- **DATASET**
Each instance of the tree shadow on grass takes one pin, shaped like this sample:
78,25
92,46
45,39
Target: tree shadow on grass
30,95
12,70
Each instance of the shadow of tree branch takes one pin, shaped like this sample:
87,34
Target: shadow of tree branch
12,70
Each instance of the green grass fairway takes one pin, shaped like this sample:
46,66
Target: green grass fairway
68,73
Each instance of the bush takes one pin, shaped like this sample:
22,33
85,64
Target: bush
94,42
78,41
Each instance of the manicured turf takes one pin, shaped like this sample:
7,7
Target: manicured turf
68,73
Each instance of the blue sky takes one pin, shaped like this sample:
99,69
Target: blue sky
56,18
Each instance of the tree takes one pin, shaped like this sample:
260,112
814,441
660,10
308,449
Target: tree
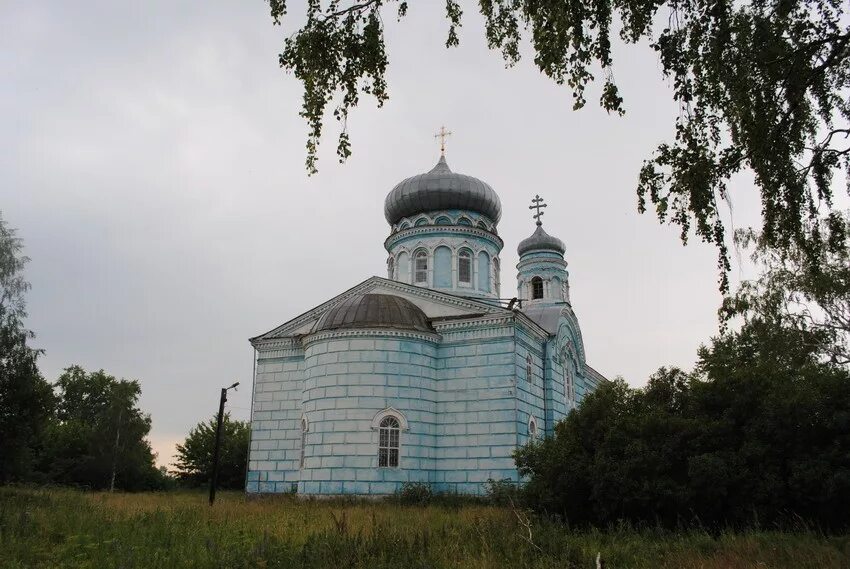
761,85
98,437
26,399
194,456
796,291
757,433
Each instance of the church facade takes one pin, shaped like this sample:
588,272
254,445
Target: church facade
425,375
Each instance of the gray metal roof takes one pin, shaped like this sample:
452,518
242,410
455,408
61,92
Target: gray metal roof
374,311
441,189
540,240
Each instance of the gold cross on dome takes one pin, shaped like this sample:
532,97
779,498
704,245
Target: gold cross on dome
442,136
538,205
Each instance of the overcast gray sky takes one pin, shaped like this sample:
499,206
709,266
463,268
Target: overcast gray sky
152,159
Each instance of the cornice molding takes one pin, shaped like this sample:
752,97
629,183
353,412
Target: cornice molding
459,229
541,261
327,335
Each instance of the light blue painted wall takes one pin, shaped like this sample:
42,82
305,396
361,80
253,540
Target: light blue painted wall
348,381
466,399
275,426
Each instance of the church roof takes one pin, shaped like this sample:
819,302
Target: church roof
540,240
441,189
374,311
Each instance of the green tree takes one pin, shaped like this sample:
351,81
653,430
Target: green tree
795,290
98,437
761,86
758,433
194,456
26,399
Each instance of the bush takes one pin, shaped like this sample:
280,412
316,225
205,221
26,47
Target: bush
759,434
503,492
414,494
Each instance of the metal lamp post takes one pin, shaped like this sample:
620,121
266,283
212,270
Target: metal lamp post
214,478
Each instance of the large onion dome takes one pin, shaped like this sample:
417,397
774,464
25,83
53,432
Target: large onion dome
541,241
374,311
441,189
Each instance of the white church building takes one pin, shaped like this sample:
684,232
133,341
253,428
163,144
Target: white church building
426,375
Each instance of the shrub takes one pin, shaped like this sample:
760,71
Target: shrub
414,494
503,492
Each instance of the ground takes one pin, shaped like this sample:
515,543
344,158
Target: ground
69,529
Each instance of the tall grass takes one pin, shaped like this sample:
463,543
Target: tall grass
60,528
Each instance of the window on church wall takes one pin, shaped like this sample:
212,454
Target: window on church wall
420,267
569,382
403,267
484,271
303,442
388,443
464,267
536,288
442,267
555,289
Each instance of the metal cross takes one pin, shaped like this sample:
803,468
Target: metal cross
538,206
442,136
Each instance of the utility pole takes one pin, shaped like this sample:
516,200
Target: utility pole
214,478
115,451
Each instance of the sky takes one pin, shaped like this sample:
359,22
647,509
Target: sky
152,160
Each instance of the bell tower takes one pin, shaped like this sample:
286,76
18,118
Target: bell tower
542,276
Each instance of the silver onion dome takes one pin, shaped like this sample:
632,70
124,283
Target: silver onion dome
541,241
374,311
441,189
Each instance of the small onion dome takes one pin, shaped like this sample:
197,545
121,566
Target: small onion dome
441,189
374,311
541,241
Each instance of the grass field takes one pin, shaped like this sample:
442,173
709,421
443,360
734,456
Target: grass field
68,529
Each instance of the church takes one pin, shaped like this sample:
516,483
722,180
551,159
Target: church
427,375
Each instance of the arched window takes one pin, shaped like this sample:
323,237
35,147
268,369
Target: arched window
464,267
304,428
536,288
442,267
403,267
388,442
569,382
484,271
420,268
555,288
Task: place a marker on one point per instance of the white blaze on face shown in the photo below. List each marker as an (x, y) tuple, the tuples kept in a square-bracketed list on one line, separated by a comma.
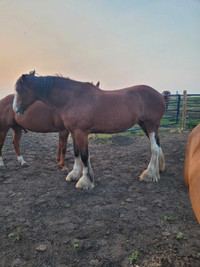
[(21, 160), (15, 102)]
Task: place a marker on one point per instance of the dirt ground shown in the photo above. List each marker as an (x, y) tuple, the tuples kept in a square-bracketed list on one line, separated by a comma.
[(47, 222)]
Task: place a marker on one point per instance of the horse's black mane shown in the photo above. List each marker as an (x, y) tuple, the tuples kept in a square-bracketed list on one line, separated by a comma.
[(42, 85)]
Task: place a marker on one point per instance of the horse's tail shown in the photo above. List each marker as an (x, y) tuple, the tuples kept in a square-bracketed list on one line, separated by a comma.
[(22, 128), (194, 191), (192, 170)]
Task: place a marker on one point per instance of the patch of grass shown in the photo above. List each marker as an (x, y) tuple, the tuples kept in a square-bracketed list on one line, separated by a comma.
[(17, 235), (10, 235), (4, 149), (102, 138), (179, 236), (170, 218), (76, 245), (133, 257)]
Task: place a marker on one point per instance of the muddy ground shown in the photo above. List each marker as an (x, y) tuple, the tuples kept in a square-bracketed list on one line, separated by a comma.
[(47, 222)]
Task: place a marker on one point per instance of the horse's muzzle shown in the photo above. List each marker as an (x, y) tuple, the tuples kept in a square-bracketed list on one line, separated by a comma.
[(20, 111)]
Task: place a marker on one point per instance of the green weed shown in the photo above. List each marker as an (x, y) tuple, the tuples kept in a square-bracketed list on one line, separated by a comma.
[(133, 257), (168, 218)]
==
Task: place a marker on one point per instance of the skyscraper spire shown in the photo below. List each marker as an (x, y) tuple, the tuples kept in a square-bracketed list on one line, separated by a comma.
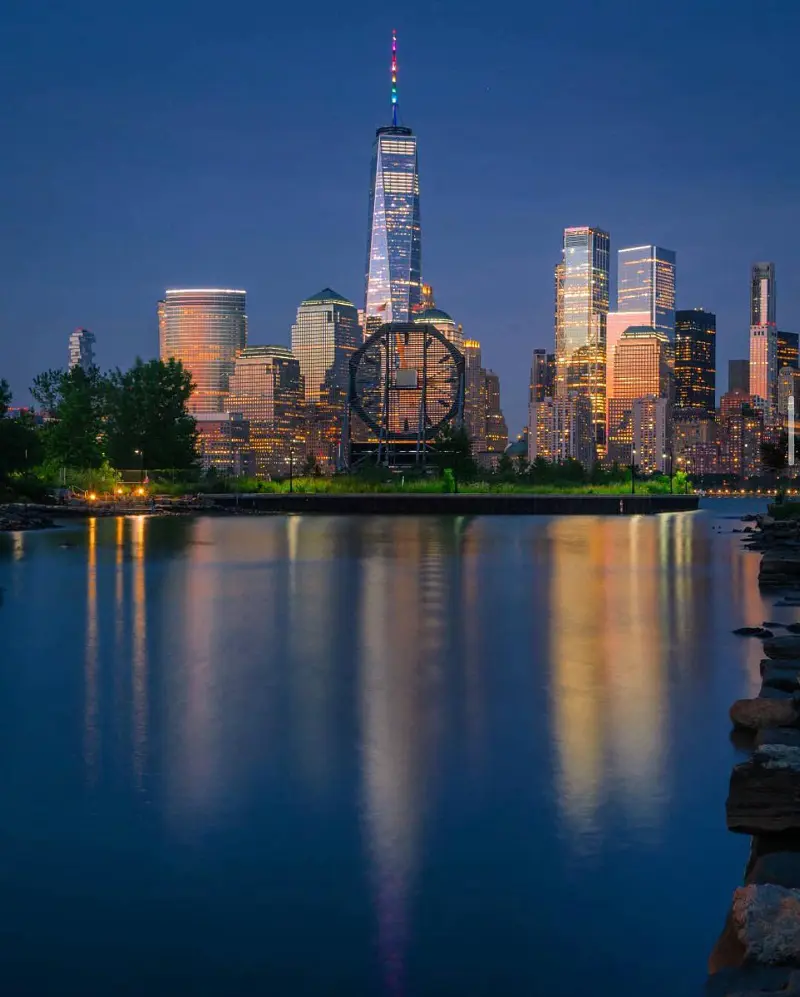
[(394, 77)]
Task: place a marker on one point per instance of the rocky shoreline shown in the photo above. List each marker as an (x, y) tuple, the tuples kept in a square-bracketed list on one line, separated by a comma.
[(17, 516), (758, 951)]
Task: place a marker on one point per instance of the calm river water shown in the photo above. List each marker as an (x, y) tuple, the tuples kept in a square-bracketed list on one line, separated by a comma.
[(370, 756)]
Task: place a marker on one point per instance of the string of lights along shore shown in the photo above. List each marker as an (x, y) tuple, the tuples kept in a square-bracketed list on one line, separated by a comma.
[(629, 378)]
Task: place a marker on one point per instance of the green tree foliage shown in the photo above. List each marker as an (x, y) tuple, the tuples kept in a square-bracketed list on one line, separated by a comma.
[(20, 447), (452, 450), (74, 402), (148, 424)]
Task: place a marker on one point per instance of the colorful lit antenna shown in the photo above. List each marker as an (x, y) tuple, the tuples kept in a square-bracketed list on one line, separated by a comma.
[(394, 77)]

- **WHAT YOU ARE ASKED TO DO**
Would you please repeat exactly the lines above, starting at the line with "Target: tree shadow on grass" and stopping at the line with "Each instance of the green grass", both included?

- **RESPONSE TO THIS TASK**
Target: tree shadow on grass
30,95
12,70
Each instance of the shadow of tree branch takes one pin, shaped like this sample:
87,34
Target: shadow of tree branch
12,70
Each instance of the green grass fairway takes one pin, shaped like this sample:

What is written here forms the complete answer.